→ **WORK REQUEST**
The copy you give must match the records exactly, except that it holds no images.

Segment Start: INFORMATION PROVIDED

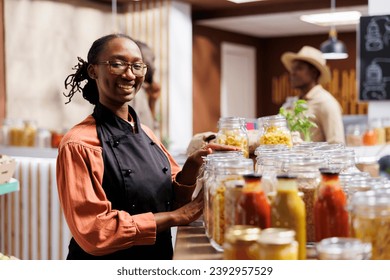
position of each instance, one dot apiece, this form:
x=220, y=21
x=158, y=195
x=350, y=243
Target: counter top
x=192, y=244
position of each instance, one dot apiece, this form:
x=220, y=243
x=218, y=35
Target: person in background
x=308, y=72
x=145, y=101
x=120, y=189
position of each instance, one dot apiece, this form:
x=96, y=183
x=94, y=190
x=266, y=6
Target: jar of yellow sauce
x=277, y=244
x=371, y=221
x=288, y=211
x=239, y=243
x=232, y=131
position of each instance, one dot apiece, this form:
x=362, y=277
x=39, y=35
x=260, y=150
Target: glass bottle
x=308, y=179
x=330, y=207
x=224, y=172
x=371, y=221
x=232, y=131
x=277, y=244
x=343, y=248
x=288, y=211
x=239, y=241
x=275, y=131
x=253, y=207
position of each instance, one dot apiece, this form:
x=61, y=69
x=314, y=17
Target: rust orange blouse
x=96, y=227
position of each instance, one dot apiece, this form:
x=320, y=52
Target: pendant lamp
x=333, y=48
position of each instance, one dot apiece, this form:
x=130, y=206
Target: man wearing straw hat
x=308, y=72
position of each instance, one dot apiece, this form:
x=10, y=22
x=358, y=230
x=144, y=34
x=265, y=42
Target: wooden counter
x=192, y=244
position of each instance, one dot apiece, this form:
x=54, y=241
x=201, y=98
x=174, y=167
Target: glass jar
x=330, y=208
x=371, y=221
x=253, y=207
x=354, y=135
x=224, y=172
x=275, y=131
x=206, y=180
x=239, y=241
x=342, y=248
x=288, y=211
x=232, y=131
x=277, y=244
x=308, y=179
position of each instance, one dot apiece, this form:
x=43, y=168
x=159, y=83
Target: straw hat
x=312, y=56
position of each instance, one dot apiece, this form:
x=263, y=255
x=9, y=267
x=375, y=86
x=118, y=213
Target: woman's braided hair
x=76, y=81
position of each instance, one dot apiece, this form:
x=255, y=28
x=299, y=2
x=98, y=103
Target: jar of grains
x=371, y=221
x=275, y=131
x=232, y=131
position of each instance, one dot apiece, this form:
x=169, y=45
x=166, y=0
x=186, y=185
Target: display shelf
x=11, y=186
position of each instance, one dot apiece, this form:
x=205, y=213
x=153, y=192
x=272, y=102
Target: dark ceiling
x=209, y=9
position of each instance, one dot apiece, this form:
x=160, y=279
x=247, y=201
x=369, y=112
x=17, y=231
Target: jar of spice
x=232, y=131
x=275, y=131
x=239, y=241
x=330, y=207
x=371, y=221
x=288, y=211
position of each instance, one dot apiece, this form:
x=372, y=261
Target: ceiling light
x=333, y=48
x=336, y=18
x=244, y=1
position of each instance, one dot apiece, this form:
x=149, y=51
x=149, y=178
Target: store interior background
x=41, y=40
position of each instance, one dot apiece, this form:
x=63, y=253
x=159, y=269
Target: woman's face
x=117, y=89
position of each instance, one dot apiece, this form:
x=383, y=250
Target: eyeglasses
x=119, y=67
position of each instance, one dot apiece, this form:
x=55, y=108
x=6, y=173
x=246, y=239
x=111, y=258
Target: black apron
x=137, y=179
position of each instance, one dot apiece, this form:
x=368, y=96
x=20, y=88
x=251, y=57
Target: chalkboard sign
x=374, y=47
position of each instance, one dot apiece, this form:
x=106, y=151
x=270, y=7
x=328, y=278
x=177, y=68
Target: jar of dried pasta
x=371, y=220
x=275, y=131
x=225, y=173
x=232, y=131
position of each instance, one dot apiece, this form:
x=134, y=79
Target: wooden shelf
x=11, y=186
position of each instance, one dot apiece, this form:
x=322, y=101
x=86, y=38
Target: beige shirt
x=328, y=116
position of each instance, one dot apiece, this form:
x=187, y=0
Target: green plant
x=298, y=119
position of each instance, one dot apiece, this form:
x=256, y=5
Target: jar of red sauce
x=330, y=208
x=253, y=206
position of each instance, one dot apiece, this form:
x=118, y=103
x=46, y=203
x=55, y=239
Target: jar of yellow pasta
x=371, y=220
x=275, y=131
x=232, y=131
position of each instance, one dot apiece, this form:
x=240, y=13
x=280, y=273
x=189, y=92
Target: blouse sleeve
x=95, y=226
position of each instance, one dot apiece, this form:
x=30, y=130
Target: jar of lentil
x=277, y=244
x=232, y=131
x=371, y=221
x=224, y=172
x=275, y=131
x=239, y=241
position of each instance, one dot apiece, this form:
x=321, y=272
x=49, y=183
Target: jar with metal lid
x=206, y=179
x=252, y=207
x=232, y=131
x=371, y=221
x=229, y=170
x=306, y=169
x=275, y=131
x=331, y=217
x=342, y=248
x=239, y=241
x=277, y=244
x=288, y=211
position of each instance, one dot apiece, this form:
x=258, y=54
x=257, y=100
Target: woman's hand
x=190, y=169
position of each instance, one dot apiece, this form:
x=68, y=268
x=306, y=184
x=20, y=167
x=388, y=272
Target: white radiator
x=32, y=226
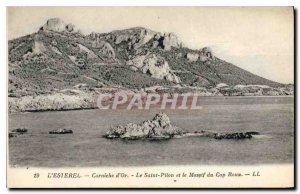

Segment End: INFORMATION PROVIDED

→ **SOLUTION TO THE PROBLEM**
position of each instance, one dot apiece, this form:
x=220, y=21
x=158, y=195
x=350, y=243
Target: counter top
x=192, y=244
position of each instance, one dot apiece, this form:
x=220, y=243
x=218, y=35
Target: person in background
x=308, y=72
x=145, y=101
x=120, y=189
position of each instance, one dot apiece, this form:
x=96, y=183
x=94, y=190
x=266, y=6
Target: jar of yellow sauce
x=277, y=244
x=371, y=221
x=288, y=211
x=239, y=243
x=232, y=131
position of each instance, one dot apiece, this form:
x=362, y=277
x=39, y=35
x=260, y=150
Target: glass bottle
x=308, y=179
x=330, y=207
x=224, y=172
x=371, y=221
x=232, y=131
x=277, y=244
x=343, y=248
x=288, y=211
x=239, y=241
x=275, y=131
x=253, y=207
position of each instance, one dot apiece, this form:
x=61, y=69
x=314, y=17
Target: rust orange blouse
x=96, y=227
position of each instance, one dot apiece, this form:
x=320, y=52
Target: pendant lamp
x=333, y=48
position of each instance, one dot apiece, this form:
x=130, y=206
Target: man wearing straw hat
x=308, y=72
position of each instance, one dot apiece, this form:
x=10, y=22
x=358, y=230
x=144, y=34
x=265, y=42
Target: wooden counter
x=192, y=244
position of each instance, one dot apiece, this form:
x=54, y=241
x=201, y=98
x=174, y=167
Target: glass jar
x=330, y=208
x=371, y=221
x=253, y=207
x=354, y=135
x=224, y=172
x=275, y=131
x=206, y=180
x=239, y=241
x=342, y=248
x=288, y=211
x=232, y=131
x=277, y=244
x=308, y=179
position of each instance, one dot apiece, this form:
x=43, y=168
x=159, y=83
Target: straw hat
x=312, y=56
position of each instance, one dot apiece, this form:
x=263, y=255
x=9, y=267
x=375, y=86
x=118, y=213
Target: woman's braided hair
x=76, y=81
position of each instance, one dot apiece, this form:
x=255, y=28
x=299, y=2
x=98, y=103
Target: jar of grains
x=371, y=221
x=275, y=131
x=232, y=131
position of each instance, one dot apiece, this form:
x=169, y=45
x=166, y=0
x=186, y=185
Target: display shelf
x=11, y=186
position of each instance, one dot apiece, this form:
x=205, y=213
x=153, y=192
x=272, y=102
Target: dark ceiling
x=209, y=9
position of each instance, one dot apiece, this form:
x=160, y=279
x=247, y=201
x=369, y=112
x=17, y=231
Target: jar of spice
x=232, y=131
x=275, y=131
x=239, y=241
x=330, y=207
x=371, y=221
x=288, y=211
position of each instance, one dot apiece, this form:
x=372, y=261
Target: ceiling light
x=333, y=48
x=336, y=18
x=244, y=1
position of each instance, one dot apiece, this form:
x=149, y=51
x=149, y=178
Target: store interior background
x=41, y=40
position of each instance, one dot apiece, this form:
x=63, y=253
x=159, y=269
Target: woman's face
x=117, y=89
position of each instance, one dot apiece, this form:
x=383, y=250
Target: eyeglasses
x=119, y=67
position of each instance, one dot apiece, this form:
x=55, y=108
x=6, y=173
x=246, y=239
x=111, y=258
Target: black apron
x=137, y=179
position of each instance, one dot apiece, this form:
x=368, y=96
x=20, y=88
x=251, y=57
Target: chalkboard sign
x=374, y=47
position of each instance, one dot apiece, this form:
x=106, y=151
x=270, y=7
x=328, y=278
x=177, y=68
Target: jar of dried pasta
x=371, y=220
x=275, y=131
x=225, y=173
x=232, y=131
position of each instance, one dot apiece, this form:
x=134, y=79
Target: wooden shelf
x=11, y=186
position of each instance, one dot apiece, this form:
x=322, y=101
x=86, y=38
Target: beige shirt
x=328, y=116
position of each instance, one dot apiece, this form:
x=187, y=0
Target: green plant
x=298, y=119
position of each instance, one dot apiece, this form:
x=256, y=5
Target: jar of red sauce
x=330, y=208
x=253, y=206
position of each instance, one dot apiece, this form:
x=118, y=103
x=46, y=203
x=55, y=239
Target: jar of yellow pasta
x=371, y=220
x=275, y=131
x=232, y=131
position of each instance, one dot apiece, this form:
x=240, y=13
x=280, y=273
x=189, y=92
Target: blouse sleeve
x=95, y=226
position of each instance, one dot apiece, this form:
x=30, y=130
Target: jar of lentil
x=277, y=244
x=232, y=131
x=371, y=221
x=224, y=172
x=275, y=131
x=239, y=241
position of each instance, one dot apiece, this form:
x=321, y=272
x=49, y=183
Target: jar with metal lid
x=206, y=179
x=252, y=207
x=232, y=131
x=371, y=221
x=229, y=170
x=306, y=169
x=275, y=131
x=331, y=217
x=342, y=248
x=239, y=241
x=277, y=244
x=288, y=211
position of each instance, one dot apiece, this form:
x=258, y=54
x=257, y=100
Target: woman's hand
x=190, y=169
position of each instance, one dot apiece, this form:
x=68, y=268
x=306, y=184
x=20, y=167
x=388, y=272
Target: white radiator
x=32, y=226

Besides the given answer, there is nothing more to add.